What you are asked to do: Write out the listing below as a JSON list of strings with one string for each line, skipping any blank lines.
--- start Supplied data ---
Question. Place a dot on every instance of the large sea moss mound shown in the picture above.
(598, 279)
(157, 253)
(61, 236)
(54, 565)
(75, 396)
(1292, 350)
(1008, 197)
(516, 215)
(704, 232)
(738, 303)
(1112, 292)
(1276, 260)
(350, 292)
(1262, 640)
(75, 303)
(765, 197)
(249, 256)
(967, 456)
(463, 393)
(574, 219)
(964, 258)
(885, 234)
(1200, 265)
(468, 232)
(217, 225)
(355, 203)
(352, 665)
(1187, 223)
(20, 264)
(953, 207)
--- end Supplied data ---
Task answer:
[
  "Question. Place a dot on every instance of the large sea moss mound shown in the picture above.",
  "(598, 279)",
  "(157, 253)",
  "(61, 236)",
  "(54, 565)",
  "(75, 396)",
  "(1292, 350)",
  "(1008, 197)",
  "(516, 215)",
  "(704, 232)",
  "(738, 303)",
  "(1112, 292)",
  "(1276, 260)",
  "(350, 292)",
  "(1262, 640)",
  "(75, 303)",
  "(765, 197)",
  "(249, 256)",
  "(967, 456)",
  "(463, 393)",
  "(574, 219)",
  "(964, 258)",
  "(885, 234)",
  "(1200, 265)",
  "(468, 232)",
  "(217, 225)",
  "(355, 203)",
  "(352, 665)",
  "(1187, 223)",
  "(20, 264)",
  "(953, 207)"
]